───── SELECTED EXCERPT

International isolation

With the shifting of the ‘economic center of gravity’ toward the Himalayas, it’s inevitable that a geopolitical struggle will take place among the west and south east asia to influence Nepal and keep her on their side. Without a delicate balance in the relations with India, China and its neighbor of the sky (USA) through excellent diplomacy, Nepal will be at the risk of international isolation. The recent episodes of criticism against the MCC project of the USA, dubious boundary debate of Kali River with India, criticism for increasing influence of China to Nepal’s Communist parties denotes our vulnerable position. Nepal is now excessively dependent upon imported goods for consumption, remittance for income and foreign debts for covering budget deficit. So, the sudden deterioration of international relations by any cause would severely impact its demand and supply of goods in the market, scarcity of debt will occur and add pressure to the government coffers. For a country that produces literally nothing to sell, such a scenario is a push into the abyss of hyperinflation.

Brewing up a storm

Fiscal discipline is a fairytale for the drivers of the Nepali economy. Misuse of government revenue is rampant, aided by corruption (corruption rank-117th most corrupt out of 180 countries on study of Transparency International 2021). Meager sources of revenue and very poor productivity ails the government budget. In recent times, the government is relying on debt financing to fill up the gap of budget deficit. But, until when? Next, policies are frequently tampered with by the change in governments. Long term consequences are not considered while making investment decisions. Also, our independent institutions are being constantly weakened by government intervention for political causes, be it the Nepal Rastra Bank, the judiciary, and many more. Adding insult to injury, Nepal’s relation with its international financial partners is deteriorating due to diplomatic weakness, and political ambition of a few elite politicians.

──────────
───── EXCERPTED DATA

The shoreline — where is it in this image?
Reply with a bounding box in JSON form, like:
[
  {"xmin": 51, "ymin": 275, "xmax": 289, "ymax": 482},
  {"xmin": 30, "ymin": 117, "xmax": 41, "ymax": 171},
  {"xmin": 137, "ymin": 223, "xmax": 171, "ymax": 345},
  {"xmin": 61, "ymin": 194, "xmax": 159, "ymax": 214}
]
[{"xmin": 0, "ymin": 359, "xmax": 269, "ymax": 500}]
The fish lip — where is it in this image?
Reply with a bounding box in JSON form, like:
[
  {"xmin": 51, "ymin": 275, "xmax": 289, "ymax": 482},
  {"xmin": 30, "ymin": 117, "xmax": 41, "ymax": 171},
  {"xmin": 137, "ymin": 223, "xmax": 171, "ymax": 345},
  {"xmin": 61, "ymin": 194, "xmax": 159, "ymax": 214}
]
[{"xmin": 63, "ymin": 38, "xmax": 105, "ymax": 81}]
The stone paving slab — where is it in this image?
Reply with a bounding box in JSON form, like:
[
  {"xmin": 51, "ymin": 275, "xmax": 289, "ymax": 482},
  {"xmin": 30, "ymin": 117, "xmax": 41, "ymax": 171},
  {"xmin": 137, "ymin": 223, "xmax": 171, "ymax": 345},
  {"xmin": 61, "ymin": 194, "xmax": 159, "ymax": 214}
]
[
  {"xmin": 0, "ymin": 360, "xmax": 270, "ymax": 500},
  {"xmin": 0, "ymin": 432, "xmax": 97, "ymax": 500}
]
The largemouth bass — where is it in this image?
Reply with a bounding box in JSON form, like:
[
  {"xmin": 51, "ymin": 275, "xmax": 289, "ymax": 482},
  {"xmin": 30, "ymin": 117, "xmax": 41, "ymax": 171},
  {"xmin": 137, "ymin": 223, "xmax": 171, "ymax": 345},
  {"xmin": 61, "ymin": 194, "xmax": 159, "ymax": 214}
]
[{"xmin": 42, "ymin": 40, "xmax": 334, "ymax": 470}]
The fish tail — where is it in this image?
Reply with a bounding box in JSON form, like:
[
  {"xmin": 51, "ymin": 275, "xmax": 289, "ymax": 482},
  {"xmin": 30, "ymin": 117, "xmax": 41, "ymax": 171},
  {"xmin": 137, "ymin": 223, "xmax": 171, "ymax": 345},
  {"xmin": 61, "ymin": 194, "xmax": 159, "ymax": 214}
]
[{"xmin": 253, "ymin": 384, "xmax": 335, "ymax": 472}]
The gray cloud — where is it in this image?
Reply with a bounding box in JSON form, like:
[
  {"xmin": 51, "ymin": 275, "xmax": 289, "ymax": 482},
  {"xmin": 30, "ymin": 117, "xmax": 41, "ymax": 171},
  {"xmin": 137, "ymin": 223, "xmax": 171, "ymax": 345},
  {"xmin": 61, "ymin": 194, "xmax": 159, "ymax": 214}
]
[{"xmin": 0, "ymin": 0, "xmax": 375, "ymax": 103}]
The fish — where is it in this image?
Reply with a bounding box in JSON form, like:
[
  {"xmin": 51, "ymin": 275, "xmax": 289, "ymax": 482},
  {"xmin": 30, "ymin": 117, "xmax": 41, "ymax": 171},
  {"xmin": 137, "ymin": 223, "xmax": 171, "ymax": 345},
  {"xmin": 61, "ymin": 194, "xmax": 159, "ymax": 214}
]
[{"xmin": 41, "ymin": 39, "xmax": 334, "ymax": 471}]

──────────

**APPLY WHAT YOU READ**
a – Answer these questions from the text on Nepal's economy:
(i) Which three countries does Nepal need a delicate balance in relations with?
(ii) Where does Nepal rank on the 2021 Transparency International study of 180 countries?
(iii) What is the government relying on to fill the gap of the budget deficit?
b – Decide whether each statement agrees with the text on Nepal's economy. Answer yes or no, and quote the words that decide it.
(i) Nepal depends heavily on remittance for income.
(ii) Policies in Nepal hold steady when governments change.
(iii) Nepal's relation with its international financial partners is improving.
c – Please write the next part of the text on Nepal's economy, following on from its final sentence.

**WRITTEN ANSWERS**
a –
(i) India, China and the USA.
(ii) 117th most corrupt out of 180 countries.
(iii) Debt financing.

b –
(i) Yes: "Nepal is now excessively dependent upon imported goods for consumption, remittance for income and foreign debts for covering budget deficit."
(ii) No: "policies are frequently tampered with by the change in governments."
(iii) No: "Nepal’s relation with its international financial partners is deteriorating due to diplomatic weakness, and political ambition of a few elite politicians."

c –
In this juncture, let's imagine a scenario, if our debt to GDP ratio rises above 100% or a war occurs in the neighborhood, or climate change causes devastating effects - one of them being a probable trigger in the next decade. Then, the credibility of Nepal will degrade, and creditors will either stop lending or charge us high interest rates. The repayment obligation would be ballooned by then and the government would not have sufficient revenue to fund itself and repay the loans. In that case, if international agencies or countries stop lending us the much-needed money, the last resort is money printing either physically or digitally, which is actually the theft of money by the government from the citizens’ pockets. Then there comes the cancer of the economy - hyperinflation which is a situation where you have millions of rupees but are not able to buy even the necessities! Prices double instantly and there is no motivation for doing work or trade or anything except the barter.

That’s why, we must immediately review our history of the mid 1980’s when the nation had plummeted into a BoP crisis due to excessive government spending and economic mismanagement. That time, international agencies helped us to cope with it. There is no guarantee that they always will. Lastly, the author fears the future as the only thing that humans learn from history is that humans learn nothing from history.